» Your goal:
Please copy the lines below word for word, leaving the pictures out.

» Extracted material:
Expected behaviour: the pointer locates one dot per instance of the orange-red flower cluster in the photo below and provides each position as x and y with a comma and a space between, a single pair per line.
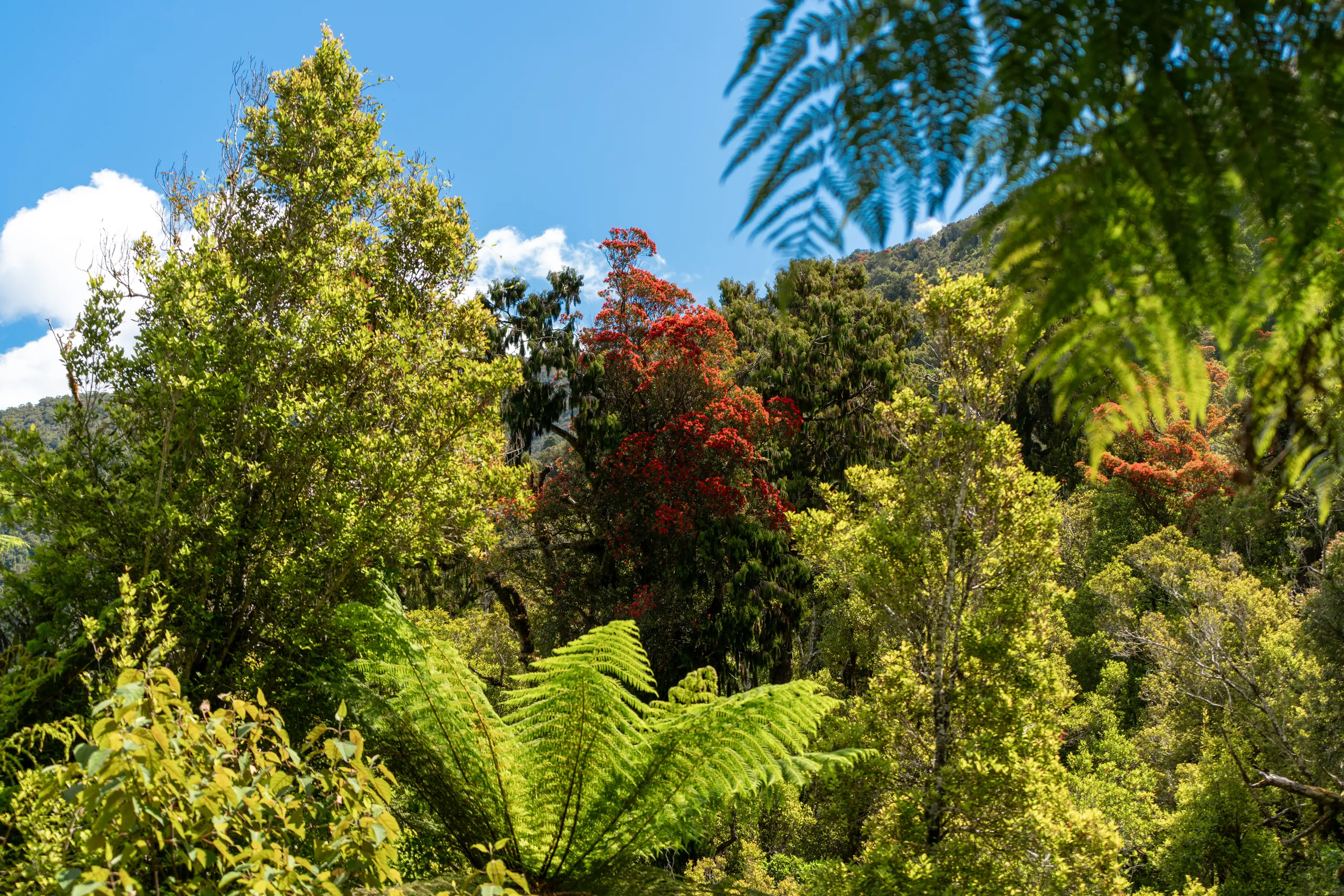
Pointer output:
1171, 469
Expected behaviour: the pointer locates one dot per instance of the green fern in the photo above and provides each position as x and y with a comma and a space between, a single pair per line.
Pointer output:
586, 774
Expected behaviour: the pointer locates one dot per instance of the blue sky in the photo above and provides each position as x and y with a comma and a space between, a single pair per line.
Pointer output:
550, 116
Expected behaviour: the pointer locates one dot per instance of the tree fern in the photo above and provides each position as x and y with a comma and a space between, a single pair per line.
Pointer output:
586, 774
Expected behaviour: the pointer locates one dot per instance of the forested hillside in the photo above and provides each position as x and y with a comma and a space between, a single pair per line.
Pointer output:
802, 589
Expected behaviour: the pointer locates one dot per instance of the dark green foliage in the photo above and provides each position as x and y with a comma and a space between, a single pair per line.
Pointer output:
541, 330
824, 340
1180, 160
959, 249
41, 417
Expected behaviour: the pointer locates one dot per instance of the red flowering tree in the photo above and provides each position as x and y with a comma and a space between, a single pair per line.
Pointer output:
662, 510
1172, 471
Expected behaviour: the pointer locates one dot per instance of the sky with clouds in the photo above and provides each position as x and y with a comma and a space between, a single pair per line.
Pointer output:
555, 123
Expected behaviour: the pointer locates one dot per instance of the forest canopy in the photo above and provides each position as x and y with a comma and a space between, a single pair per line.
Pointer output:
807, 587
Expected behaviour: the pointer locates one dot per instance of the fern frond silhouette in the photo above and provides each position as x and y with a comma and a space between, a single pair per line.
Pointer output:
586, 774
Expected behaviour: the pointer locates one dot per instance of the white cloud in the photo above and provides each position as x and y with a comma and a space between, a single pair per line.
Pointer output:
32, 373
507, 253
46, 253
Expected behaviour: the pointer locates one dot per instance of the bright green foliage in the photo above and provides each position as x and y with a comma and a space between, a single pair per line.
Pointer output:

» Worked solution:
Expected behaviour: the pointer locates one dot per instance of the orange-red flower cluster in the photo below and provides each position as x and y with a comma and a space between, a single pair per line.
Pointer output:
1171, 469
Expected behaviour: the pointer locates one dot per instance of the green fern in the photo above and provides each position as x and y with a comma and a space between, a single pair per line.
Pointer output:
586, 774
Expected behaviour: the pointer locates one dot per instance of the blue sky in the photo above and provides each position as x and y with a comma and a space between, a single pair per line.
Pointer output:
550, 116
Expected behaviour: the pointer locates one dot per instance of the tree fern in the photo above and provides each position as x and y with a comma and a space between, a single pair per line.
Pointer output:
586, 774
Expected behaviour: the pointer locates one dot per instance of the forested hillside in the photo above and provides each position as x and y with a comma and a space between, a single pair per line.
Pointer output:
802, 589
Expected behaviour: the pointer locates one dot per instance of the dark green foliage in the photo above and provides each position as x and y with a comma and a space between, a single pair per line.
Pointer output:
541, 330
824, 340
1180, 160
959, 249
41, 417
Expected behaviour: the pointer locates one dot per instance of the red flowering tree in the photo above and provides each position as x and y with a comma and a space between, a single pair per line.
Pointer output:
662, 510
1172, 471
Expected behaviour: the pointer locates one dot per instance of the sky with clouds in the photo above and provides each position as x and y with a comma and a space between, a single pair per line.
Pointer output:
555, 123
Expected behaviour: the pointer locates one dot per instance of the forest canopy in the photo above and provides each position as x and y with a comma and a space between, a single pair per line.
Pointer output:
807, 587
Expected behaviour: the pointer locates one dot per instance of the fern frond silhouette in the photo above and provides each position as x and y with a comma and a space between, a single pair per line.
Pointer output:
586, 774
Expected behaviour: the pointer locates one dot per instance of the white cloud in the photo above and provides each position as x and y with a comma and a space between, a single pair per line.
Pointer output:
32, 373
507, 253
46, 253
Expected behaviour: the pointer locates one dot per instance of the bright green foliage in the photo above and provides each position as x and y with a comma and a space between, a single pair per line.
Pointer output:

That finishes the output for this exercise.